• _Exercise task_:
Please rewrite every line of the entries below in full, offsetting each polygon coordinate in the answers by adding 77 to it. Leave the pictures out of your version.

• _Records_:

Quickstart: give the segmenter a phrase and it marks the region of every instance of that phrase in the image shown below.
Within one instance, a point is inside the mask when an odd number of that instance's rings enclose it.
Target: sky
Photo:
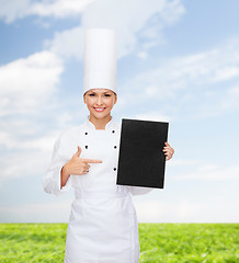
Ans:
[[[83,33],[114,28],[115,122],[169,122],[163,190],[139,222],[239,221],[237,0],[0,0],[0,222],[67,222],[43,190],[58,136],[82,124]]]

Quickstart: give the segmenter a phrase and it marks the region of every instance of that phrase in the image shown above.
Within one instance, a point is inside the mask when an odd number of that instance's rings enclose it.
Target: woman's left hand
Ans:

• _Task response_:
Quickstart: give the segmenter a phrase and it marks the region of every instance of that phrase in the image shown below.
Within one instance, a point is inside the mask when an odd number of that instance's rings enclose it.
Target: sky
Photo:
Ans:
[[[160,110],[191,105],[192,199],[246,199],[240,267],[216,299],[316,298],[314,77],[77,77],[77,299],[144,299],[120,267],[135,213],[159,201]]]

Quickstart: give the segmenter a phrase and it marks the region of every instance of that phrase in the image shown above.
Within one instance, a point is inside the mask when an odd number of that instance's rings enclose it.
Target: woman's left hand
Ans:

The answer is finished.